• _Entries on locating named items_
━━━━━━━━━━━━━━━━

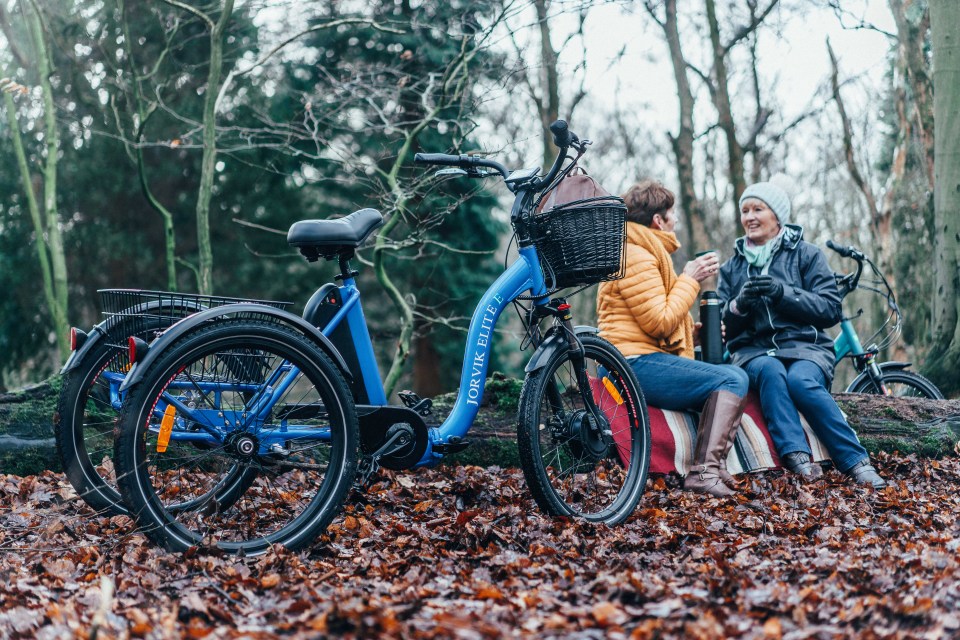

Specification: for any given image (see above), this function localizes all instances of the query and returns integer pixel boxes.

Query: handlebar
[413,120,590,191]
[413,153,510,178]
[827,240,866,262]
[550,120,580,149]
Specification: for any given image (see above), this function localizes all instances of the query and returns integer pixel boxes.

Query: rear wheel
[517,336,650,524]
[847,371,943,400]
[53,339,127,515]
[115,319,359,554]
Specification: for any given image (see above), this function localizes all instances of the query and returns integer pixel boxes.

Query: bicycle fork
[545,298,613,444]
[863,353,892,396]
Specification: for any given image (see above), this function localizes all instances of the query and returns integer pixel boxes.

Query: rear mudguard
[120,302,353,391]
[843,362,913,393]
[60,299,206,375]
[523,325,600,373]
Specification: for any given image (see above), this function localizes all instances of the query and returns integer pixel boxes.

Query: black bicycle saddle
[287,209,383,257]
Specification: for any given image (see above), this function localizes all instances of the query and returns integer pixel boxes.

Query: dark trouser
[744,356,869,471]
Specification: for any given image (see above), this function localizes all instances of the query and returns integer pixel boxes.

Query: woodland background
[0,0,960,396]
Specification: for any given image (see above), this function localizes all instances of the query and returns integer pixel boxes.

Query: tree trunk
[926,0,960,395]
[889,0,932,189]
[197,0,233,294]
[533,0,560,167]
[706,0,747,215]
[660,0,710,255]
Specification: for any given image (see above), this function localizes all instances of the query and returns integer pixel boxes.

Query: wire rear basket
[530,196,627,289]
[98,289,292,348]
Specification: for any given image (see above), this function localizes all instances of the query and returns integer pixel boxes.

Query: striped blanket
[647,391,830,475]
[590,378,830,475]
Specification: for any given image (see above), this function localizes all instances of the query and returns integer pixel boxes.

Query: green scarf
[743,228,785,269]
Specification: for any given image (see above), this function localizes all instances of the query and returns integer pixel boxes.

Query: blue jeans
[743,356,869,471]
[627,353,750,411]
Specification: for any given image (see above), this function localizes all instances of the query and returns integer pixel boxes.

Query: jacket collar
[627,222,680,253]
[734,224,803,256]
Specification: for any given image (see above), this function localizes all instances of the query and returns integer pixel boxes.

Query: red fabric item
[590,379,829,475]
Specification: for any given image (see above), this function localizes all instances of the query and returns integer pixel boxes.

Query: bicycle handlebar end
[413,153,460,167]
[550,120,576,149]
[827,240,859,258]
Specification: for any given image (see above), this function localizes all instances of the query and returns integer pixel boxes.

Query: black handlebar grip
[413,153,461,167]
[827,240,853,258]
[550,120,574,149]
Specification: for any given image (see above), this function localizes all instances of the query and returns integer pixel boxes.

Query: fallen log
[0,373,960,475]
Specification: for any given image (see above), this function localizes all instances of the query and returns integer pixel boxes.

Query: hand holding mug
[683,251,720,282]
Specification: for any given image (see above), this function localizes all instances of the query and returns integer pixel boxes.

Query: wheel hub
[223,431,260,460]
[567,409,610,462]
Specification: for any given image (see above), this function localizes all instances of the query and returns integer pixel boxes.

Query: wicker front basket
[530,196,627,289]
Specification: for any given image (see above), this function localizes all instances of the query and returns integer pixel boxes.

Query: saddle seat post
[333,249,360,281]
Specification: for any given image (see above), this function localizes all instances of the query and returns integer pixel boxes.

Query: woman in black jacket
[717,182,886,488]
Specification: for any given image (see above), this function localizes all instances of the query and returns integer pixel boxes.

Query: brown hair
[622,180,675,227]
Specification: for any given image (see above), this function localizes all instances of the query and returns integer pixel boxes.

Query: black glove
[734,280,760,315]
[744,276,783,304]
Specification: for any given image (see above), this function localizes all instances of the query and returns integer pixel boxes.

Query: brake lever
[433,167,470,177]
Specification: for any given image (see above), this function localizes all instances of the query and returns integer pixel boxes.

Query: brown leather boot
[683,391,746,497]
[717,391,747,489]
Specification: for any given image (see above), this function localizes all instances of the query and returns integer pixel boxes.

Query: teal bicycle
[827,240,943,400]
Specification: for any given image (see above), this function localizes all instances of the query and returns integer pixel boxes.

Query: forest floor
[0,453,960,639]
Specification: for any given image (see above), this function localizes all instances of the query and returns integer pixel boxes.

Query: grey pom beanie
[740,182,790,227]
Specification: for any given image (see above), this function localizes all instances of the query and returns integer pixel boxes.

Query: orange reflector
[603,376,623,404]
[157,404,177,453]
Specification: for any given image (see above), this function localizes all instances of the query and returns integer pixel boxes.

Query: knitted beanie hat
[740,182,790,226]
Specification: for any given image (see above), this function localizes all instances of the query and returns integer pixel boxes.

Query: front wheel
[847,370,943,400]
[517,336,650,524]
[114,320,359,555]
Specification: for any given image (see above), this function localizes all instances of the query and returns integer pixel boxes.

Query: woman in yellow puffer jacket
[597,180,749,496]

━━━━━━━━━━━━━━━━

• _WHAT IS REQUIRED_
Identify every line in the records above that contains the string "wheel", treating uppercase and lowercase letters as distinct, and copy each such line in full.

• _SOLUTION TO THIS EXERCISE_
Query: rear wheel
Query: wheel hub
Query: front wheel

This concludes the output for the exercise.